_Stated goal:_ Reproduce the data below word for word, changing nothing.
== Excerpted records ==
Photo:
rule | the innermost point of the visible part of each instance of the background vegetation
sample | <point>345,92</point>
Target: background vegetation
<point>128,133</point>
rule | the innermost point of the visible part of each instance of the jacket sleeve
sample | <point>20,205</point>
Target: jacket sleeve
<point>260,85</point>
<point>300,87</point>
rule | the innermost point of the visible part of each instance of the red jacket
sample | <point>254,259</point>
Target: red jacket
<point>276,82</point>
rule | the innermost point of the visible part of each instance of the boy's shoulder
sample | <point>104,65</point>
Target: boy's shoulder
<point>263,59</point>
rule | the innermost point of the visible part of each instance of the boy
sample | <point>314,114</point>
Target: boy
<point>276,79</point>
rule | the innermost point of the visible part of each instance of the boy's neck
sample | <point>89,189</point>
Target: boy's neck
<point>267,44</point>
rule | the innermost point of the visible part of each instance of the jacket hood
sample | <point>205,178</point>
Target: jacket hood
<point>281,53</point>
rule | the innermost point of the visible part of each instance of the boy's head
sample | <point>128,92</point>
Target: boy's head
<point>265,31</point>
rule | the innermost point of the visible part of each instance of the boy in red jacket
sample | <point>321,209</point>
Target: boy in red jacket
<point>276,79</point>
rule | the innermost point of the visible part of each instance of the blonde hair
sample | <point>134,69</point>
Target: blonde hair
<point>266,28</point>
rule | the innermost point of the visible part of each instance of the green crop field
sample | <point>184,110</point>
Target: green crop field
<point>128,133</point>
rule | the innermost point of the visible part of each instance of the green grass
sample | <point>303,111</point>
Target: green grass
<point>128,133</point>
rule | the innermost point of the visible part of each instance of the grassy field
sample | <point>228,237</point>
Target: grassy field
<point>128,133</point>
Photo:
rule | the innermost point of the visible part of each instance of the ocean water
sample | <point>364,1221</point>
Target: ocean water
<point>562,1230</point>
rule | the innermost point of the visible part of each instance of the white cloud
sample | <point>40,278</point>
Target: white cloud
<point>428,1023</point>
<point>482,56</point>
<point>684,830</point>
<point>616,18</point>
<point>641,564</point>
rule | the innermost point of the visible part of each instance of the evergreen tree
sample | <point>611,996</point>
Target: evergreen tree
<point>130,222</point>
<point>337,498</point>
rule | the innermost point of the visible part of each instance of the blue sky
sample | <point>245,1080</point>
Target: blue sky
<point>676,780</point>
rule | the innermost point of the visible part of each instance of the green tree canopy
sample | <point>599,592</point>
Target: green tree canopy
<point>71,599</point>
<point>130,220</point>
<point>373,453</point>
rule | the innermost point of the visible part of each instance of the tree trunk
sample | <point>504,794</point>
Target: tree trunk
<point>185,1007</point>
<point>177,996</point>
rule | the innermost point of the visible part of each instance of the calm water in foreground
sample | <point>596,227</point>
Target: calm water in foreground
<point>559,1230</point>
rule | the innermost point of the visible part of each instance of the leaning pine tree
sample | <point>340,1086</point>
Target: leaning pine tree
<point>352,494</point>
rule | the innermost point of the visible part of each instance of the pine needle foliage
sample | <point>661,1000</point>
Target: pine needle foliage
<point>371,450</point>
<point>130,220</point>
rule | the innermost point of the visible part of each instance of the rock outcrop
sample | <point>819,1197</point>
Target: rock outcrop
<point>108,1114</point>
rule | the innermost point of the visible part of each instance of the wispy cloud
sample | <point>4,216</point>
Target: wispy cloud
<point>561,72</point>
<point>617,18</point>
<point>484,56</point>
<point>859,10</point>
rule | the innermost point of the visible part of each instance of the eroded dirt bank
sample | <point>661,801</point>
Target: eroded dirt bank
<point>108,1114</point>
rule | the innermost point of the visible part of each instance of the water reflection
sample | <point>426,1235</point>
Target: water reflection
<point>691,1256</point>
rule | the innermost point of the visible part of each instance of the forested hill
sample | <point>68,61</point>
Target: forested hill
===
_Task solution:_
Photo:
rule | the innermost point of the visible part of each instance of the background vegetation
sample | <point>345,92</point>
Target: background vegetation
<point>128,133</point>
rule | the innermost point of the visible part of each instance of the jacket sleeve
sample | <point>20,205</point>
Target: jacket sleeve
<point>260,85</point>
<point>300,87</point>
rule | the innermost point of the visible part of each instance of the red jacket
sample | <point>254,259</point>
Target: red jacket
<point>276,82</point>
rule | the innermost point of the visible part of each instance of the boy's shoulder
sample | <point>104,65</point>
Target: boy's shoulder
<point>263,59</point>
rule | the innermost point of the visible part of each instance of the boy
sample | <point>314,114</point>
Target: boy
<point>276,79</point>
rule | the innermost point of the visible part of each instance of the boy's neck
sample | <point>89,189</point>
Target: boy's neck
<point>267,44</point>
rule | the innermost point of the visible part of each instance of the jacket hood
sample | <point>205,178</point>
Target: jacket hood
<point>281,53</point>
rule | the innermost point of the visible part of each instance of the boy's head
sample | <point>128,92</point>
Target: boy's head
<point>265,31</point>
rule | the innermost point of the visible part of each instance of the boy in red jacket
sample | <point>321,209</point>
Target: boy in red jacket
<point>276,79</point>
rule | the innermost point of the visible part of each instance of the blonde hair
sample | <point>134,69</point>
Target: blonde hair
<point>266,28</point>
rule | the innermost point of the visible part of each instance of the green crop field
sample | <point>184,110</point>
Target: green crop field
<point>128,133</point>
rule | the innermost point of the visible part of each instance of the green grass
sample | <point>303,111</point>
Target: green grass
<point>128,133</point>
rule | the innermost point of the visible part of each instance of the grassy field
sample | <point>228,237</point>
Target: grassy field
<point>128,133</point>
Photo:
rule | the innermost point of the visible part of each instance of the ocean water
sample | <point>364,1221</point>
Target: ocean water
<point>562,1230</point>
rule | the innermost point of the visible part of each instance of the white cloud
sample | <point>40,278</point>
Target: white cloud
<point>428,1023</point>
<point>482,56</point>
<point>684,830</point>
<point>616,18</point>
<point>641,564</point>
rule | the innermost point of the visible part of each instance of the evergreen tree
sample | <point>611,996</point>
Target: evergreen tree
<point>130,222</point>
<point>337,498</point>
rule | the innermost point of the visible part of each instance of the blue sky
sample | <point>245,1080</point>
Target: blue sky
<point>676,780</point>
rule | the innermost point of the visible part of each instance of the green tree canopy
sample | <point>599,592</point>
Target: green tree canopy
<point>71,599</point>
<point>130,220</point>
<point>373,453</point>
rule | the innermost point of the visible part of each instance of the tree trunk
sample | <point>504,794</point>
Target: tree trunk
<point>185,1007</point>
<point>177,996</point>
rule | the innermost point of the visible part of each instance of the calm water in foreground
sample | <point>596,227</point>
Target: calm water in foreground
<point>559,1230</point>
rule | the innermost point of the visible part of each instance of the leaning pine tree
sample | <point>340,1086</point>
Target: leaning pine tree
<point>352,494</point>
rule | the innermost point of the visible part of each instance of the pine needle foliage
sample | <point>661,1000</point>
Target: pine needle foliage
<point>371,450</point>
<point>130,220</point>
rule | the innermost point of the visible part of each instance of the rock outcrop
sample | <point>819,1197</point>
Target: rock outcrop
<point>108,1114</point>
rule | the innermost point of the visible part of each instance of the wispy cloud
sample | <point>4,216</point>
Target: wispy cloud
<point>561,72</point>
<point>617,18</point>
<point>484,56</point>
<point>859,10</point>
rule | the innermost point of the visible part of each instance of the eroded dirt bank
sample | <point>661,801</point>
Target: eroded dirt bank
<point>108,1114</point>
rule | the innermost point of the visible part of each instance of the water reflection
sample | <point>426,1235</point>
Target: water reflection
<point>691,1256</point>
rule | the innermost point of the visible part of each instance of the forested hill
sample | <point>68,61</point>
Target: forested hill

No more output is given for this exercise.